**EXCERPTED TEXT**:
***

Scientists have been given £2 million to help tackle the global monkeypox outbreak with the creation of a new consortium.
A team of 25 researchers from 12 institutions will study the virus, look into the effectiveness of the smallpox vaccine – which is being used to protect against monkeypox, and develop tests to identify and manage the disease.
Professor Bryan Charleston, co-lead from The Pirbright Institute, which is a member of the consortium, said: “The implications of the current monkeypox outbreak are huge.
“As well as tackling the current outbreak, we also need to be fully prepared for the next outbreak, because worldwide there’s a huge reservoir of infection.
“One of the key ways we can do this is to develop rapid tests, which are very important to help clinicians on the front line to manage the disease.”
Led by The Pirbright Institute and the MRC-University of Glasgow Centre for Virus Research, the consortium will also screen potential drugs and determine which ones could be used for further testing.
The experts will also look at identifying animal reservoirs and potential spill-over routes of transmission between animals and humans.
To see how effective the smallpox vaccine is in preventing or reducing the severity of monkeypox, the researchers will track immune responses after primary and secondary vaccination.
Professor Massimo Palmarini, co-lead from the MRC-University of Glasgow Centre for Virus Research, said: “Monkeypox is a public health challenge, so taking decisive, collective action to better understand this virus is paramount.
“By bringing together research expertise in different areas, we will harness the UK’s world-leading knowledge to learn more about how the virus works and spreads and provide the foundations for the development of potential new treatments.”
There have been more than 3,500 confirmed cases of monkeypox since May – although new case numbers are currently falling.
According to the World Health Organisation (WHO), the virus has spread to 106 countries and territories with 25 confirmed deaths.
The monkeypox virus outbreak originated in West Africa and cases outside this area were first identified in May 2022.

***

**QUESTIONS TO ANSWER**:
(1) According to the monkeypox article, how many countries and territories has the virus spread to, per the WHO?
(2) What research activities will the consortium carry out, according to the monkeypox article? List them all.

**Stored data entries**:

***

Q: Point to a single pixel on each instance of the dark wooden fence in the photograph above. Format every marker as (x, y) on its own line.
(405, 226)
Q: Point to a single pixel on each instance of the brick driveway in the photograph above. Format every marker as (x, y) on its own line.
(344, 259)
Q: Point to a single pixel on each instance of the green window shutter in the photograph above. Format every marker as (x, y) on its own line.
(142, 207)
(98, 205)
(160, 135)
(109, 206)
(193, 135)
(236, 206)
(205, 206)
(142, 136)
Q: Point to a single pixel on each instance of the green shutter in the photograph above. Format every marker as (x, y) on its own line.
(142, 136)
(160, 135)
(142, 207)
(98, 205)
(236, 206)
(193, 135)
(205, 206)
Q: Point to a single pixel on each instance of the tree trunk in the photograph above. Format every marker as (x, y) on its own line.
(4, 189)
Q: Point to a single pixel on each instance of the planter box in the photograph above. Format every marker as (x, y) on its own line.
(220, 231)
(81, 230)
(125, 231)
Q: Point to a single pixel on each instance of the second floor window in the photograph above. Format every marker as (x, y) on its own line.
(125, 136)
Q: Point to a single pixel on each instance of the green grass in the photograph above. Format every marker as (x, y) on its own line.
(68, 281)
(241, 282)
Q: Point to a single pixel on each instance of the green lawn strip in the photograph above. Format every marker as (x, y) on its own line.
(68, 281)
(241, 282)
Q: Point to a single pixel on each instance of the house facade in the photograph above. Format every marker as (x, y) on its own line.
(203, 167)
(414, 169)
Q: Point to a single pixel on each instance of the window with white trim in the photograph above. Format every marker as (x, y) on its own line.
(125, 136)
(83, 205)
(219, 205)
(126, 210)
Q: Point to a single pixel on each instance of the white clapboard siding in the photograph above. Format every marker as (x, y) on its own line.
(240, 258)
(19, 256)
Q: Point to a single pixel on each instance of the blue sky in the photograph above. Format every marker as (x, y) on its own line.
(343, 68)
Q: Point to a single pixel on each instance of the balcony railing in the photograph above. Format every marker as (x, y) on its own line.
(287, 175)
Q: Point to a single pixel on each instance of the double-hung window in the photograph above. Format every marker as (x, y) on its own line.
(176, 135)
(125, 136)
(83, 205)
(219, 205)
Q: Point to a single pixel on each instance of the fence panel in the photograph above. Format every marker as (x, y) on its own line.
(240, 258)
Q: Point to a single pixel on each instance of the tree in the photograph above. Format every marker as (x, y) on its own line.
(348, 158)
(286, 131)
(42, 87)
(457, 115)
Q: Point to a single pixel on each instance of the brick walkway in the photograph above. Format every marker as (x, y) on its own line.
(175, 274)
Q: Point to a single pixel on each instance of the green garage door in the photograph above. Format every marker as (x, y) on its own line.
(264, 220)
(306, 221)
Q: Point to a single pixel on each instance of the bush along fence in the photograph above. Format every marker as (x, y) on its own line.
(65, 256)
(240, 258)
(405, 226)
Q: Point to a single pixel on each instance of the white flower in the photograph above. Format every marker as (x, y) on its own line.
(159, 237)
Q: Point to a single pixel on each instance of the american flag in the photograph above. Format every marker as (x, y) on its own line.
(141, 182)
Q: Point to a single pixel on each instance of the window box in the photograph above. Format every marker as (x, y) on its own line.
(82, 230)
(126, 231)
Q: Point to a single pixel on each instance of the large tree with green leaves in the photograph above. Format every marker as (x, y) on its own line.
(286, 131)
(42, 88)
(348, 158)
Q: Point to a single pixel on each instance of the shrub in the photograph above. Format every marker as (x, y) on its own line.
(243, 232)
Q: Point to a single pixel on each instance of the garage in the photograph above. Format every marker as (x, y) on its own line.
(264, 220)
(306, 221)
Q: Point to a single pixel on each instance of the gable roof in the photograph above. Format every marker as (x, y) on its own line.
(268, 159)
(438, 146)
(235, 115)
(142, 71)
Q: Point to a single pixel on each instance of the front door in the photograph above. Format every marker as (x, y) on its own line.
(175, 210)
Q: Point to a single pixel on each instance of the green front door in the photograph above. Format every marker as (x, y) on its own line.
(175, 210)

***

**OUTPUTS BY TASK**:
(1) 106 countries and territories

(2)
- Study the virus
- Look into the effectiveness of the smallpox vaccine against monkeypox
- Develop tests to identify and manage the disease
- Screen potential drugs and determine which ones could be used for further testing
- Identify animal reservoirs and potential spill-over routes of transmission between animals and humans
- Track immune responses after primary and secondary vaccination